**Your task**. In the records below, find the line holding "Target: circular logo mark" and the line holding "Target: stamen". Set down both, with every line between them, exactly.

**Data shown**.
Start of Block

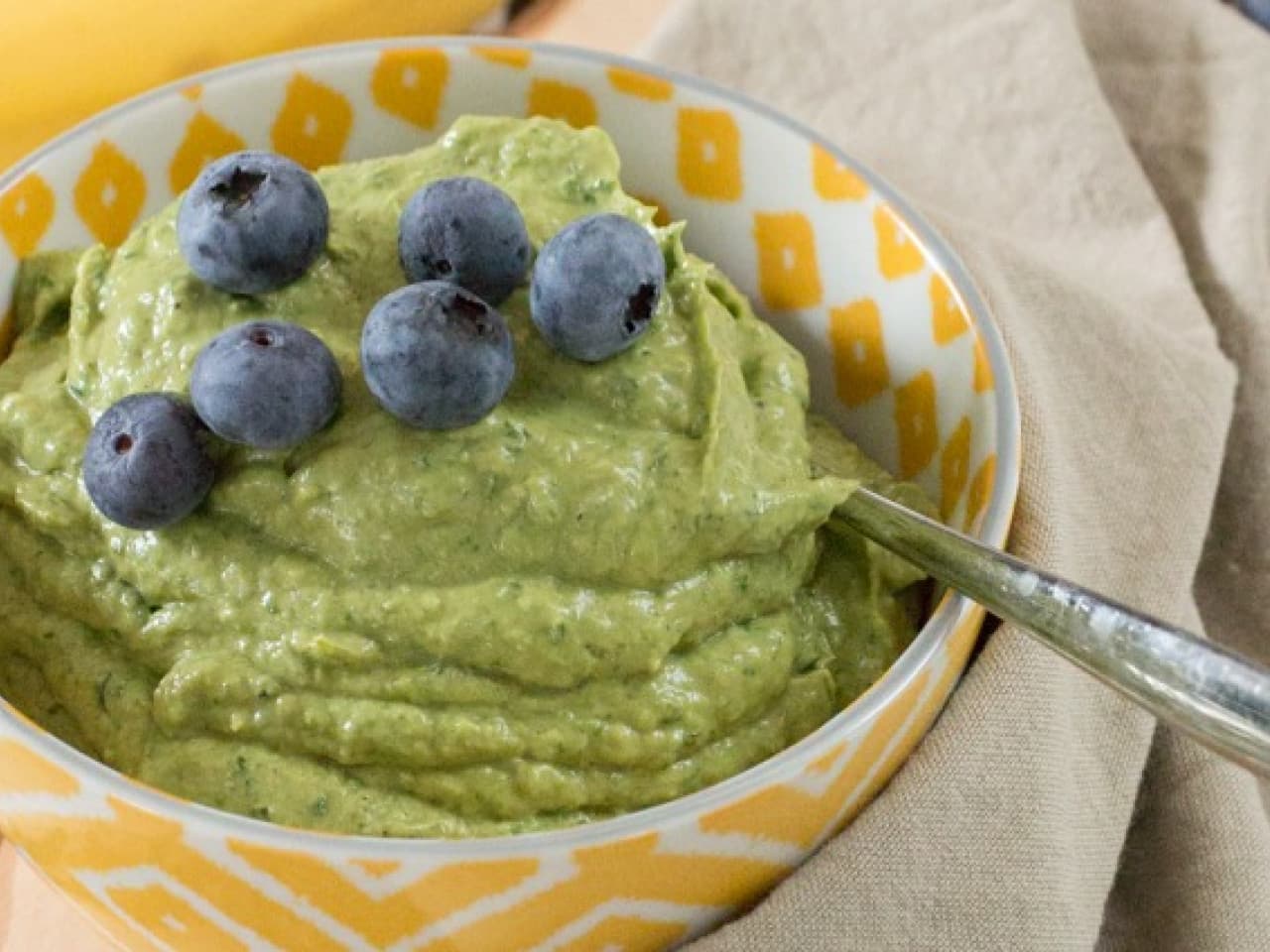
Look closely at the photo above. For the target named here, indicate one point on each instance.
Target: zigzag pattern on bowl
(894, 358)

End of Block
Start of Block

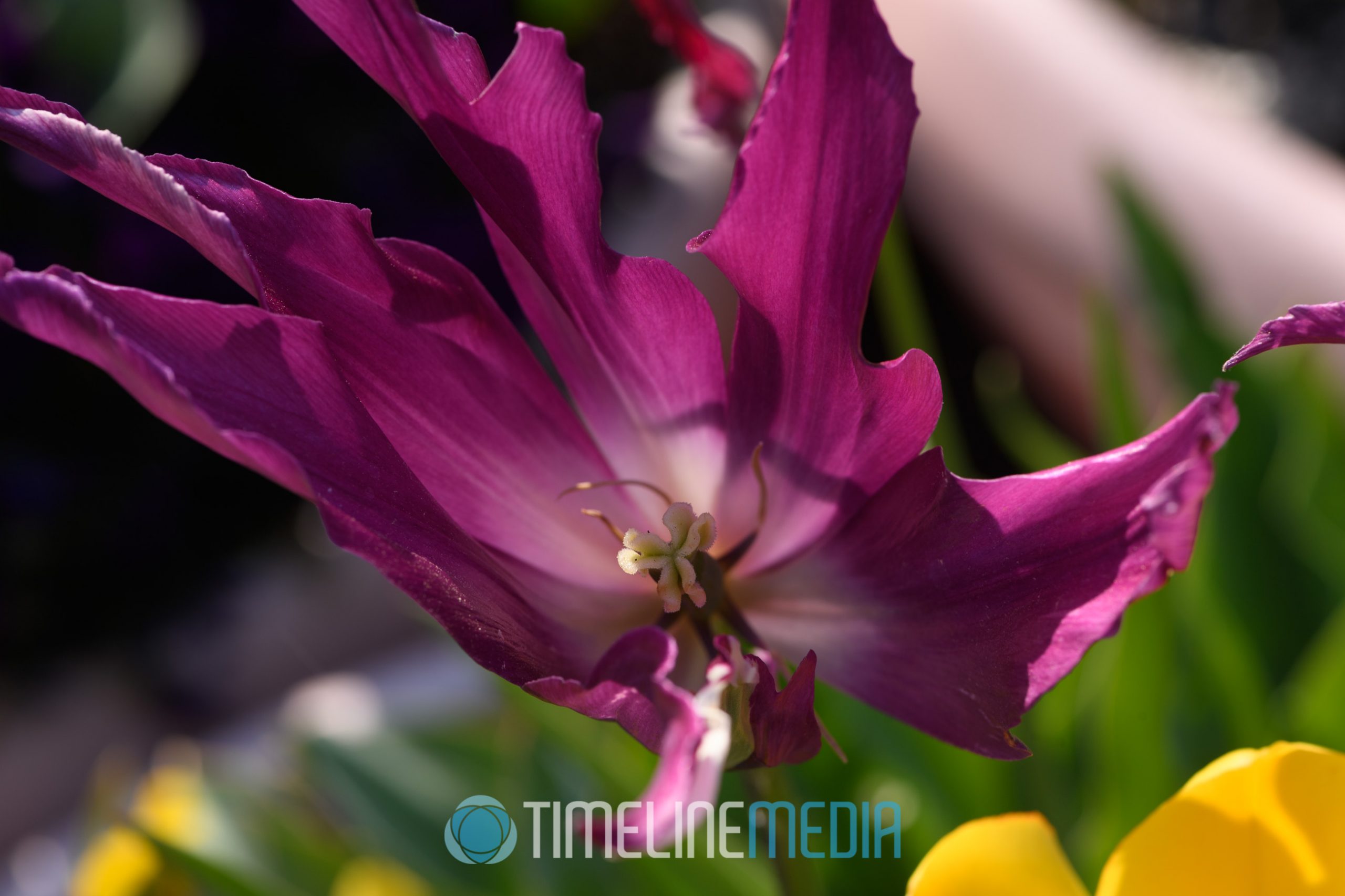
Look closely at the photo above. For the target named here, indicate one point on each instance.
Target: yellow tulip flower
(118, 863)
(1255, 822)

End of Block
Start of Block

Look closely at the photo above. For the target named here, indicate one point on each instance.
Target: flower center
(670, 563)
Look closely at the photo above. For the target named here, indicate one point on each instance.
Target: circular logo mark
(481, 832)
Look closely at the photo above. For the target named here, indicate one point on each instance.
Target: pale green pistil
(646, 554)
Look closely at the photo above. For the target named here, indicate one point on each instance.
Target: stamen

End of Block

**Finished exercise**.
Target: circular logo mark
(481, 832)
Look closely at the photo above. For the target named here, indicate one point on each instance.
Target: pale green pistil
(646, 554)
Look closely at the photo above. For the target named here, indicate one point on each instance.
Target: stamen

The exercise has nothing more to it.